> YOUR TASK: Write out, word for word, the passage of the baseball discussion from "eta: If making" up to and including "from a bad OBP.".
++++ TEXT FOR ANALYSIS ++++
As a side note, some of his speed indicators were down, but I can't tell if he's losing his speed or if it was just some sort of injury. (Was he bothered by leg injuries last year that we know of?)
I suspect this depends to some degree on position.
eta: If making the choice between Werth and Crawford, I would have still gone with Crawford due to the age and defensive difference. Werth merely needed to stop hitting to become below average. Crawford needed to stop hitting, stop running, and stop fielding. It's really stunning how bad he's been.
I do have some hope for this prognosis given who the second opinion is by, if anyone would know the likelihood of Crawford healing without surgery it's Andrews.
But that will put him right on the DL.
I don't know about that, even prime Crawford is a bit of hitting luck separated from a bad OBP.
Yeah, but the defense and base running were a mess last year too. Forget about the metrics, just watching him I couldn't get over how many times he would be on first base and not even look at second base. In the field it was much the same, for a guy who had played there a fair amount he seemed buffaloed by the angles and idiosyncrasies of left field at Fenway. Had he hit like he did but played Gold Glove defense and stolen 40 bases I'd have felt like he was going to be fine. Watching him play was like watching an episode of a TV show where a twin brother replaces the star brother after a serious illness and the star brother is hidden in a basement getting secret medical treatment somewhere.
Just looking at JD wrong might put him down for 2-3 weeks, if you kick him his leg will probably fly off.
Jason Schmidt was paid $15.5 million a season for 3 years and produced -0.6 WAR.
Chan Ho Park produced a whopping -0.5 WAR through 2002-2006, while making $64M.
Nobody could have reasonably predicted that. However, in order for the contract to work, (a) the extreme evaluations of his defense had to be correct, and (b) he had to basically produce at the top of his (overall) skill range. If he slipped significantly, it was going to be a real problem as far as his contract went.
He is playing a corner OF position, he does not have a lot of power, and he doesn't walk much. When a player like that goes bad, he kills you.
It feels like walks and power are being undervalued again as skills, as the stathead community has gone through the looking glass to obsess over things like non-SB baserunning and still-not-reliable-enough evaluations of defense. (And other things, like pitch framing for catchers.)
++++ EXTRACTED RECORDS ++++
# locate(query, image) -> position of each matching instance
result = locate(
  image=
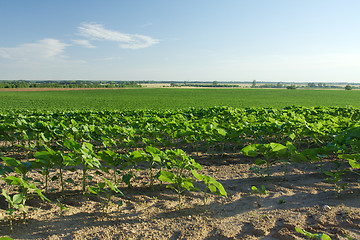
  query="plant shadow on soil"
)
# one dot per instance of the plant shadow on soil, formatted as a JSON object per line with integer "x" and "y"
{"x": 303, "y": 200}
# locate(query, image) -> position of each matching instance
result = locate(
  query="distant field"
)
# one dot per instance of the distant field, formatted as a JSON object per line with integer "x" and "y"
{"x": 170, "y": 98}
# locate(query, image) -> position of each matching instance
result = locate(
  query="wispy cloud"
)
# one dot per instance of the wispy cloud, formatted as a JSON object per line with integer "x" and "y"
{"x": 132, "y": 41}
{"x": 45, "y": 49}
{"x": 84, "y": 43}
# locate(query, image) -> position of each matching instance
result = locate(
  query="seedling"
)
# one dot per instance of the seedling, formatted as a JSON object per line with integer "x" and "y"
{"x": 272, "y": 153}
{"x": 179, "y": 163}
{"x": 62, "y": 208}
{"x": 17, "y": 201}
{"x": 258, "y": 193}
{"x": 334, "y": 177}
{"x": 210, "y": 183}
{"x": 106, "y": 192}
{"x": 321, "y": 236}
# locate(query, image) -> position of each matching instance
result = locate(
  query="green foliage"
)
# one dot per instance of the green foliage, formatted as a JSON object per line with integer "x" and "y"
{"x": 169, "y": 98}
{"x": 106, "y": 192}
{"x": 309, "y": 235}
{"x": 178, "y": 166}
{"x": 259, "y": 193}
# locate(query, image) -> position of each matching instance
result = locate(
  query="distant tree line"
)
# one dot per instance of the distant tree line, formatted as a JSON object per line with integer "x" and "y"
{"x": 67, "y": 84}
{"x": 213, "y": 84}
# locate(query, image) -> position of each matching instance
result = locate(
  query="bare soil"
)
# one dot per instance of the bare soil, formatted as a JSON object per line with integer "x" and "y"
{"x": 304, "y": 199}
{"x": 48, "y": 89}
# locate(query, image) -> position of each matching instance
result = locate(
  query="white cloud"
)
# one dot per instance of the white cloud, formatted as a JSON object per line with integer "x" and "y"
{"x": 84, "y": 43}
{"x": 132, "y": 41}
{"x": 46, "y": 49}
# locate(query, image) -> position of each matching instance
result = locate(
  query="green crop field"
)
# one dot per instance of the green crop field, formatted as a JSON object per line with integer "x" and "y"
{"x": 166, "y": 98}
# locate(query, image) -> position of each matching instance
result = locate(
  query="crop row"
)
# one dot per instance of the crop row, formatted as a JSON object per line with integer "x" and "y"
{"x": 117, "y": 142}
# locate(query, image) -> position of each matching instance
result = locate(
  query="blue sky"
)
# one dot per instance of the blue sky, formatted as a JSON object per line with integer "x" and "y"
{"x": 183, "y": 40}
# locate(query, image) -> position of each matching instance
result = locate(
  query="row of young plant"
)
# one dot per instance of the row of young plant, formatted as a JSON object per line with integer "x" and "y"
{"x": 201, "y": 129}
{"x": 118, "y": 142}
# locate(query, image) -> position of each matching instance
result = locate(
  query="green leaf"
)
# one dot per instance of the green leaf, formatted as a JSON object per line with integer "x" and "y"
{"x": 276, "y": 147}
{"x": 259, "y": 161}
{"x": 166, "y": 176}
{"x": 101, "y": 185}
{"x": 354, "y": 164}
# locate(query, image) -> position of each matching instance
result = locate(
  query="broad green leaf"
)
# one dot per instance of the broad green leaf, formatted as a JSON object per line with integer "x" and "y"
{"x": 18, "y": 198}
{"x": 251, "y": 150}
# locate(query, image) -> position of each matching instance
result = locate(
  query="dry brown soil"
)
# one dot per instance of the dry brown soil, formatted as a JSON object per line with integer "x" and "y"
{"x": 303, "y": 200}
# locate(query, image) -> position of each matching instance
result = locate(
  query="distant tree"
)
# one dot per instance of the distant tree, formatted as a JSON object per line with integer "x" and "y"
{"x": 348, "y": 87}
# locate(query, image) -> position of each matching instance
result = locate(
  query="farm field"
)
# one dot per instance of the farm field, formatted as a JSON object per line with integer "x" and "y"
{"x": 168, "y": 98}
{"x": 142, "y": 173}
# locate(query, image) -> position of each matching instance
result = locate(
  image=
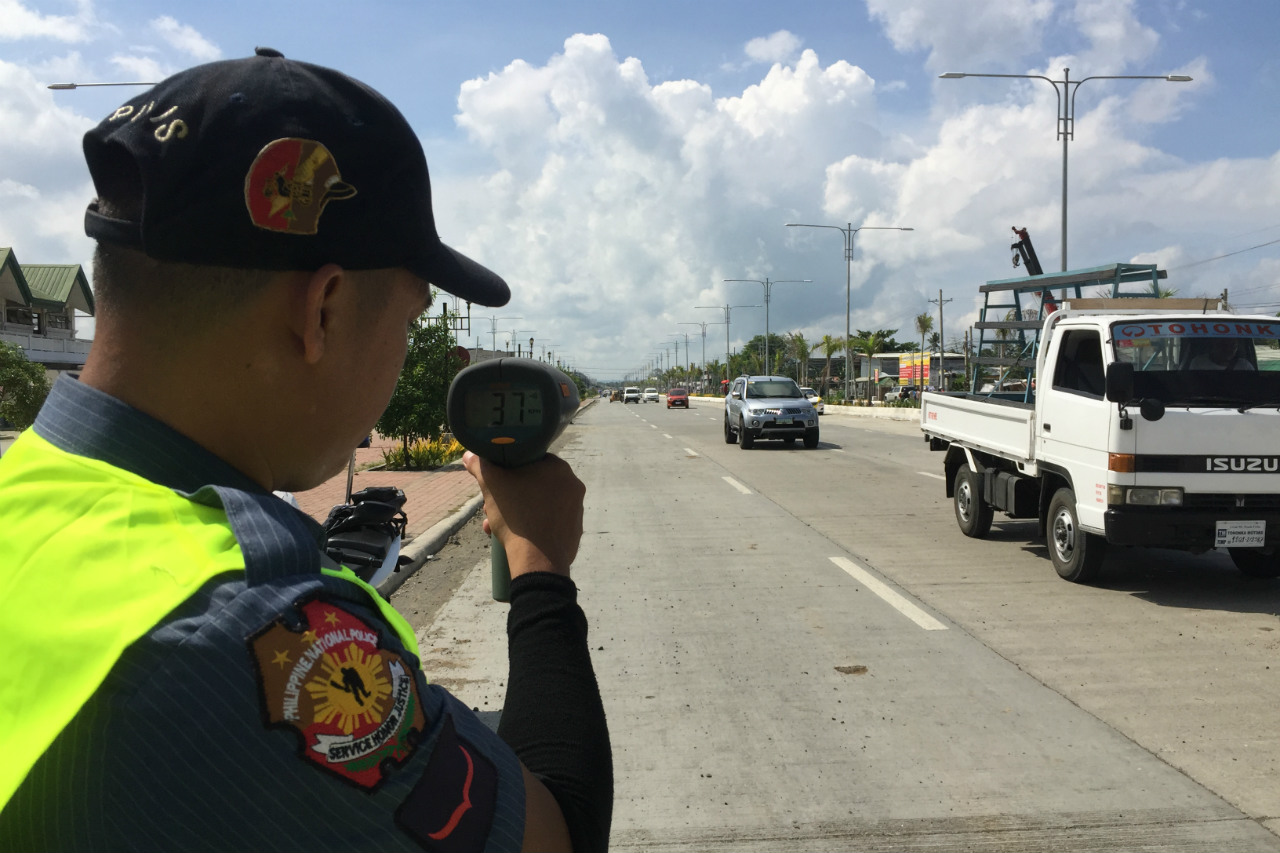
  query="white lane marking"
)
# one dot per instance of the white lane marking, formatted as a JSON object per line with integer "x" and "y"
{"x": 892, "y": 598}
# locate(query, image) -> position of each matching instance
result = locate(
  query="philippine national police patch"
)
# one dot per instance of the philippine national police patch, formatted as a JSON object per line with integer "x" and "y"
{"x": 353, "y": 703}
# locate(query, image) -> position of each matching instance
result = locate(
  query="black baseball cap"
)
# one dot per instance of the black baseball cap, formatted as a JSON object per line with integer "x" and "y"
{"x": 268, "y": 163}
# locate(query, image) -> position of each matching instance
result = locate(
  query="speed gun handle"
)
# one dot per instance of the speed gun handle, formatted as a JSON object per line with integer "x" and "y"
{"x": 508, "y": 411}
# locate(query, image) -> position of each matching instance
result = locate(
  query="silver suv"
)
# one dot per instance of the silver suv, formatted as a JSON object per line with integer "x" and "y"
{"x": 764, "y": 407}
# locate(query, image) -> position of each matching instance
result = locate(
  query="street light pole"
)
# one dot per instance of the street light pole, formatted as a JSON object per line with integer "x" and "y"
{"x": 704, "y": 340}
{"x": 850, "y": 233}
{"x": 1066, "y": 110}
{"x": 768, "y": 286}
{"x": 67, "y": 86}
{"x": 726, "y": 308}
{"x": 493, "y": 328}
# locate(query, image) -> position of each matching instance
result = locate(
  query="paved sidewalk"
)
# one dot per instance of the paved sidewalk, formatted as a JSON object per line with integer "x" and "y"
{"x": 430, "y": 497}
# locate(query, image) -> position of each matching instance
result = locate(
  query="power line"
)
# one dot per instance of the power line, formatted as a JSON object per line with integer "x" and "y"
{"x": 1239, "y": 251}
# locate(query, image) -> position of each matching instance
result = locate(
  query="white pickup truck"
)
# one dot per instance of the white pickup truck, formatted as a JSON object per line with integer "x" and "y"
{"x": 1139, "y": 422}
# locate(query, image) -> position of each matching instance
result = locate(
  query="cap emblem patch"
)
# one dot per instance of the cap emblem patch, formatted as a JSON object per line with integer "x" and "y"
{"x": 289, "y": 185}
{"x": 353, "y": 705}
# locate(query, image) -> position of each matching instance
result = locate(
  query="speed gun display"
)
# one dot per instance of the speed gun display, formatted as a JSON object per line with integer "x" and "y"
{"x": 508, "y": 411}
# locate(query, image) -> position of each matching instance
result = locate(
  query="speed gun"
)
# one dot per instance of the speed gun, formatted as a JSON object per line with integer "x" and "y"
{"x": 508, "y": 411}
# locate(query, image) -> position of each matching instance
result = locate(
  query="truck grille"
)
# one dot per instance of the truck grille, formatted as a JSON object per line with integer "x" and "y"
{"x": 1232, "y": 502}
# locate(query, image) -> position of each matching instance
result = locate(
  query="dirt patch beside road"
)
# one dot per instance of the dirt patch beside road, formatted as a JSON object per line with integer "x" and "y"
{"x": 420, "y": 597}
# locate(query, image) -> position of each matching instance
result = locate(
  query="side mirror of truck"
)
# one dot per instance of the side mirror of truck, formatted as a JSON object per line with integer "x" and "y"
{"x": 1120, "y": 382}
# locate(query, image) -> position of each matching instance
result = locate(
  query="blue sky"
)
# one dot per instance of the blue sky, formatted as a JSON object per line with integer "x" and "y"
{"x": 616, "y": 162}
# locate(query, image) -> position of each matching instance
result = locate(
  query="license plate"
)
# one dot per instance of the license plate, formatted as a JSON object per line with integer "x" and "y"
{"x": 1240, "y": 534}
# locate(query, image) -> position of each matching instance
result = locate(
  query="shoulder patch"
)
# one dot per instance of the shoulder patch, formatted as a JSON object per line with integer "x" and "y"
{"x": 352, "y": 703}
{"x": 452, "y": 804}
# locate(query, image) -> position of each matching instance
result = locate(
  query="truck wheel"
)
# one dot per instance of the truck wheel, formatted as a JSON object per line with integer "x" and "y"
{"x": 973, "y": 514}
{"x": 1077, "y": 555}
{"x": 1255, "y": 564}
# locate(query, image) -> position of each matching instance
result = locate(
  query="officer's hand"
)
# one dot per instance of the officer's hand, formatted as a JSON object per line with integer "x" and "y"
{"x": 535, "y": 511}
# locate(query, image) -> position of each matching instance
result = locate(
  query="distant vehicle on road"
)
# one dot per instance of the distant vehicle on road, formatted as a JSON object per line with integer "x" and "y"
{"x": 812, "y": 396}
{"x": 903, "y": 392}
{"x": 768, "y": 407}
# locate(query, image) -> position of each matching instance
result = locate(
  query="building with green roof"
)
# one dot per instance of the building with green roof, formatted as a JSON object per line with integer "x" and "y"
{"x": 40, "y": 305}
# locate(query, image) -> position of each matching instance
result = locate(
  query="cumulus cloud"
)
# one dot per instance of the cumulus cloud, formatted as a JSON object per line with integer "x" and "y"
{"x": 624, "y": 204}
{"x": 964, "y": 36}
{"x": 21, "y": 23}
{"x": 777, "y": 48}
{"x": 608, "y": 190}
{"x": 186, "y": 39}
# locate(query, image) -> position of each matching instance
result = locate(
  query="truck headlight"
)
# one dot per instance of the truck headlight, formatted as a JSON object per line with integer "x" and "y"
{"x": 1143, "y": 496}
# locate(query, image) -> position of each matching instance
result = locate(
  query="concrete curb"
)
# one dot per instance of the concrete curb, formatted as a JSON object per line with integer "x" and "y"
{"x": 428, "y": 543}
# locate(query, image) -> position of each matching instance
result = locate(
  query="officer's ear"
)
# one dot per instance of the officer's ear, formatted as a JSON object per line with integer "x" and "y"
{"x": 315, "y": 310}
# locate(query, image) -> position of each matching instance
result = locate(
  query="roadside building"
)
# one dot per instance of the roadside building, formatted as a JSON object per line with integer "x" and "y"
{"x": 40, "y": 306}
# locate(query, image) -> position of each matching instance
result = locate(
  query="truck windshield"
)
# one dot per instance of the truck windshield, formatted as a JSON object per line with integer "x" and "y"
{"x": 1202, "y": 360}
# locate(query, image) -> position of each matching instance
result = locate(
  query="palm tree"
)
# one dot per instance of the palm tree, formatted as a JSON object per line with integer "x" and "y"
{"x": 830, "y": 346}
{"x": 923, "y": 324}
{"x": 799, "y": 350}
{"x": 936, "y": 343}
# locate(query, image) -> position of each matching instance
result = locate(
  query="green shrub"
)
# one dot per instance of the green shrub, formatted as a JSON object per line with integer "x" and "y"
{"x": 423, "y": 454}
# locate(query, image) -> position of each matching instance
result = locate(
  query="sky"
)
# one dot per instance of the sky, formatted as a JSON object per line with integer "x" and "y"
{"x": 617, "y": 162}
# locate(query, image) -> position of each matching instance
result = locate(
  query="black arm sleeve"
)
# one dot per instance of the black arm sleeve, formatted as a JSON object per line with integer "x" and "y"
{"x": 553, "y": 716}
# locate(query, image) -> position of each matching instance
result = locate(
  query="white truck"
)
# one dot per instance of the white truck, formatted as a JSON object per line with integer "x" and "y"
{"x": 1124, "y": 420}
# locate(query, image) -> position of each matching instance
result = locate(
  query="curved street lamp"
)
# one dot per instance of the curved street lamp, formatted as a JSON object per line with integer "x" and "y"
{"x": 850, "y": 233}
{"x": 768, "y": 286}
{"x": 727, "y": 309}
{"x": 1066, "y": 112}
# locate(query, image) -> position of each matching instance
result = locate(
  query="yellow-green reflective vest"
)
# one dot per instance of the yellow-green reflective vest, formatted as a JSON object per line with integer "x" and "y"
{"x": 91, "y": 559}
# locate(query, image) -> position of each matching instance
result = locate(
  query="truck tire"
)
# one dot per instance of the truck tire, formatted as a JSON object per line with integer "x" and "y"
{"x": 1077, "y": 556}
{"x": 973, "y": 514}
{"x": 1255, "y": 564}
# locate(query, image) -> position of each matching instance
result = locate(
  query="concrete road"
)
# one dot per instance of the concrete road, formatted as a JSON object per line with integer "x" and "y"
{"x": 799, "y": 649}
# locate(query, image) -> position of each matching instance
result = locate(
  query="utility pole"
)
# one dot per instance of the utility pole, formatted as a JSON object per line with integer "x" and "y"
{"x": 942, "y": 342}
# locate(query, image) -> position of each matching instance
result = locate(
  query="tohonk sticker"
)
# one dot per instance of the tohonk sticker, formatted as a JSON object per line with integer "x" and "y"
{"x": 353, "y": 703}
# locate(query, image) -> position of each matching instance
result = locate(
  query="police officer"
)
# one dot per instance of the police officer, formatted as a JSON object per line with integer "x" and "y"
{"x": 183, "y": 667}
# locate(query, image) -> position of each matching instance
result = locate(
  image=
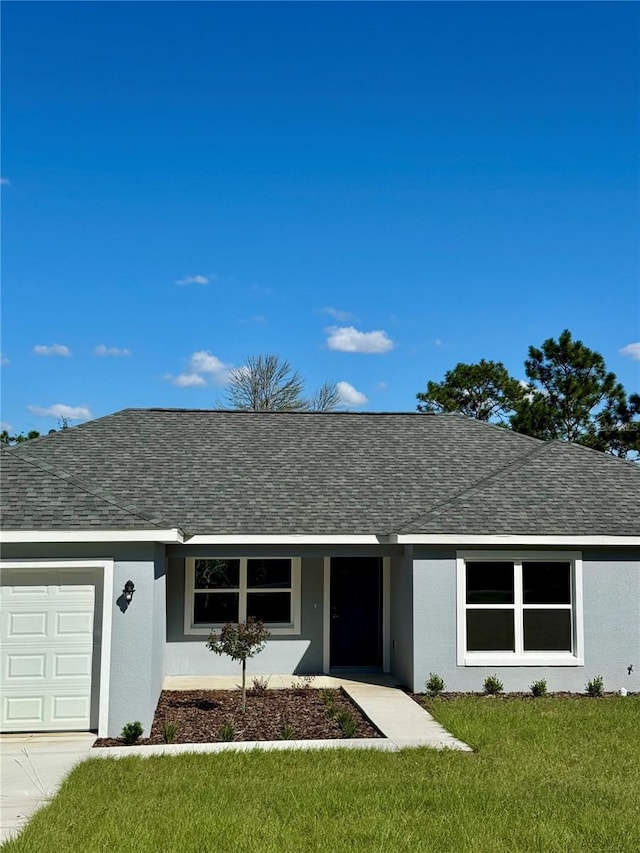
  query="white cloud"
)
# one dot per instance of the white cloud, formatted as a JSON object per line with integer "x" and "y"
{"x": 60, "y": 410}
{"x": 255, "y": 320}
{"x": 349, "y": 396}
{"x": 632, "y": 351}
{"x": 101, "y": 349}
{"x": 203, "y": 362}
{"x": 193, "y": 279}
{"x": 54, "y": 349}
{"x": 203, "y": 369}
{"x": 340, "y": 316}
{"x": 186, "y": 380}
{"x": 349, "y": 339}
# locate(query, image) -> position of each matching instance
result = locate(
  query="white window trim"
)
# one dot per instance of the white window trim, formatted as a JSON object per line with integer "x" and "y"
{"x": 575, "y": 658}
{"x": 277, "y": 630}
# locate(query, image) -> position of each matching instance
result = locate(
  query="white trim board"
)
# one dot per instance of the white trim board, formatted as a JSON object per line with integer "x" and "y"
{"x": 170, "y": 536}
{"x": 106, "y": 564}
{"x": 511, "y": 541}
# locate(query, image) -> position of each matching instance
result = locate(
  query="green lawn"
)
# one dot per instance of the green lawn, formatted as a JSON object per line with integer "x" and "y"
{"x": 548, "y": 774}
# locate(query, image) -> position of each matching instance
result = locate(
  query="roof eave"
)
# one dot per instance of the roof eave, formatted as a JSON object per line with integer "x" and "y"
{"x": 169, "y": 536}
{"x": 493, "y": 540}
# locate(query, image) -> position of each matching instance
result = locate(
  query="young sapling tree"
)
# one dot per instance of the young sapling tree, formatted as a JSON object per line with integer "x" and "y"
{"x": 240, "y": 641}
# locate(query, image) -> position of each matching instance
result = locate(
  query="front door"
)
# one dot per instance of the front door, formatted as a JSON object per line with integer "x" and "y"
{"x": 356, "y": 612}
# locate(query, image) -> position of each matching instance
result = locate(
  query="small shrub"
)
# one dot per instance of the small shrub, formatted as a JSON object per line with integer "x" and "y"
{"x": 595, "y": 687}
{"x": 434, "y": 684}
{"x": 227, "y": 732}
{"x": 347, "y": 723}
{"x": 327, "y": 695}
{"x": 286, "y": 733}
{"x": 539, "y": 688}
{"x": 492, "y": 685}
{"x": 259, "y": 685}
{"x": 131, "y": 732}
{"x": 169, "y": 732}
{"x": 303, "y": 683}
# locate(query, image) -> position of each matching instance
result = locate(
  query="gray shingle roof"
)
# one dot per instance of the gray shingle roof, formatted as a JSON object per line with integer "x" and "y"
{"x": 211, "y": 472}
{"x": 35, "y": 496}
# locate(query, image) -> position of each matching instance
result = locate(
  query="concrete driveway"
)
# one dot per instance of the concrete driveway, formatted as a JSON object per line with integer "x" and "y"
{"x": 31, "y": 770}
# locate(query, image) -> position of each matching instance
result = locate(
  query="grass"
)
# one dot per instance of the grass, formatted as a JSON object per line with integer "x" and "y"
{"x": 550, "y": 774}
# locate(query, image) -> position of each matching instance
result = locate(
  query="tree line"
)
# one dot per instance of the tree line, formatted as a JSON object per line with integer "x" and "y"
{"x": 568, "y": 395}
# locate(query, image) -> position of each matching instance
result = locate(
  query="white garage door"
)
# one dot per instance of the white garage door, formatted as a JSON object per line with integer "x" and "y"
{"x": 48, "y": 650}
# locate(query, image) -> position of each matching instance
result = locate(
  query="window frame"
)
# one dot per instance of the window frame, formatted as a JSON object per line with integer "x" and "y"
{"x": 520, "y": 657}
{"x": 275, "y": 629}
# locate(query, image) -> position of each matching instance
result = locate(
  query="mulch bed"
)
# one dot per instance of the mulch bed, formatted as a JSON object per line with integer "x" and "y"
{"x": 290, "y": 714}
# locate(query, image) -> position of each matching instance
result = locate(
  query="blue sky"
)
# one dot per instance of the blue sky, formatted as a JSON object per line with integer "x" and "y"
{"x": 373, "y": 191}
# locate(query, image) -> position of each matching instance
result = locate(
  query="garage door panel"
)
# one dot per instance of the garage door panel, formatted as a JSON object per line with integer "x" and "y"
{"x": 47, "y": 654}
{"x": 23, "y": 713}
{"x": 27, "y": 623}
{"x": 21, "y": 667}
{"x": 69, "y": 665}
{"x": 74, "y": 624}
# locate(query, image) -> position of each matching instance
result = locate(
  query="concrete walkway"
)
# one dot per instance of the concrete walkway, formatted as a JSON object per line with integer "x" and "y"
{"x": 399, "y": 718}
{"x": 31, "y": 770}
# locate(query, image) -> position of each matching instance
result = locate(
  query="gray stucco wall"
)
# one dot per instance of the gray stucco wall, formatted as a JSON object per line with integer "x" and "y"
{"x": 300, "y": 653}
{"x": 137, "y": 632}
{"x": 611, "y": 590}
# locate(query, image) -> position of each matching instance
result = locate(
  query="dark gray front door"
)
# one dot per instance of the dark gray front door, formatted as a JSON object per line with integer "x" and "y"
{"x": 356, "y": 612}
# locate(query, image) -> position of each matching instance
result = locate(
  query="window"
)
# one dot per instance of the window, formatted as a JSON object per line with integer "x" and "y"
{"x": 519, "y": 609}
{"x": 231, "y": 589}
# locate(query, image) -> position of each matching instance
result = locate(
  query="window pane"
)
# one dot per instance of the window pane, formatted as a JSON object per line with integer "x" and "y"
{"x": 269, "y": 606}
{"x": 217, "y": 574}
{"x": 489, "y": 583}
{"x": 547, "y": 583}
{"x": 215, "y": 607}
{"x": 490, "y": 631}
{"x": 547, "y": 630}
{"x": 272, "y": 574}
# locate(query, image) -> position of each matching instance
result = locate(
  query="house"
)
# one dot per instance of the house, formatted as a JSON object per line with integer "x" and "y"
{"x": 406, "y": 543}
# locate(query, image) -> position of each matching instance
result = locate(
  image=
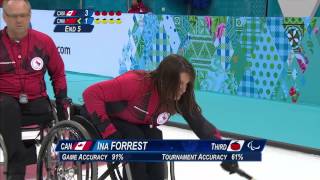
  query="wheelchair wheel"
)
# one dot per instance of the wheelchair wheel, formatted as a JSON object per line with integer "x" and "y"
{"x": 48, "y": 164}
{"x": 3, "y": 159}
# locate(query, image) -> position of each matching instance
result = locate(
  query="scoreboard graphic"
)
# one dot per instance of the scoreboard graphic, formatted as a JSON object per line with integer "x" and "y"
{"x": 82, "y": 20}
{"x": 160, "y": 150}
{"x": 74, "y": 21}
{"x": 105, "y": 17}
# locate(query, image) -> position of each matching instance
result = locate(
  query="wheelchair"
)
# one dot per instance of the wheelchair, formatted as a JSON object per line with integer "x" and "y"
{"x": 32, "y": 124}
{"x": 77, "y": 128}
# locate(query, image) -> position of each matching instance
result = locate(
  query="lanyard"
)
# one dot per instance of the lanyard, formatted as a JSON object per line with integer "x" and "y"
{"x": 19, "y": 62}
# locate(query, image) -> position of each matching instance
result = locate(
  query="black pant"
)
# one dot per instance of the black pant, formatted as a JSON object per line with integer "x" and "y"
{"x": 147, "y": 170}
{"x": 11, "y": 120}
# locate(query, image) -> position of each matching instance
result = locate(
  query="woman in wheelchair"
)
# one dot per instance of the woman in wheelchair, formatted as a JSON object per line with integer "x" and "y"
{"x": 25, "y": 57}
{"x": 132, "y": 105}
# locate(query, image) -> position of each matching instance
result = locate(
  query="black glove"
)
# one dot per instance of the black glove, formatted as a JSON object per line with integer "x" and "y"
{"x": 231, "y": 167}
{"x": 62, "y": 106}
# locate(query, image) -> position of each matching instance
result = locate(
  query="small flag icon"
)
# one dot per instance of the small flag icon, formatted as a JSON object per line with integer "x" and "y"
{"x": 71, "y": 13}
{"x": 82, "y": 146}
{"x": 235, "y": 145}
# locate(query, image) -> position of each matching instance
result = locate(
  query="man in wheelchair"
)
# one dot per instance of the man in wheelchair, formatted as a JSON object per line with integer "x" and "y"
{"x": 25, "y": 57}
{"x": 132, "y": 105}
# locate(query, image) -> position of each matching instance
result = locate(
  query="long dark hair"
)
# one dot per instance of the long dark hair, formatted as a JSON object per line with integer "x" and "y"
{"x": 167, "y": 81}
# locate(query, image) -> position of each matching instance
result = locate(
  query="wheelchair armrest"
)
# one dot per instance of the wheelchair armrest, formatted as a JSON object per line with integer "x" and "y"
++++
> ANSWER TO THIS PROBLEM:
eta: If making the choice between Werth and Crawford, I would have still gone with Crawford due to the age and defensive difference. Werth merely needed to stop hitting to become below average. Crawford needed to stop hitting, stop running, and stop fielding. It's really stunning how bad he's been.
I do have some hope for this prognosis given who the second opinion is by, if anyone would know the likelihood of Crawford healing without surgery it's Andrews.
But that will put him right on the DL.
I don't know about that, even prime Crawford is a bit of hitting luck separated from a bad OBP.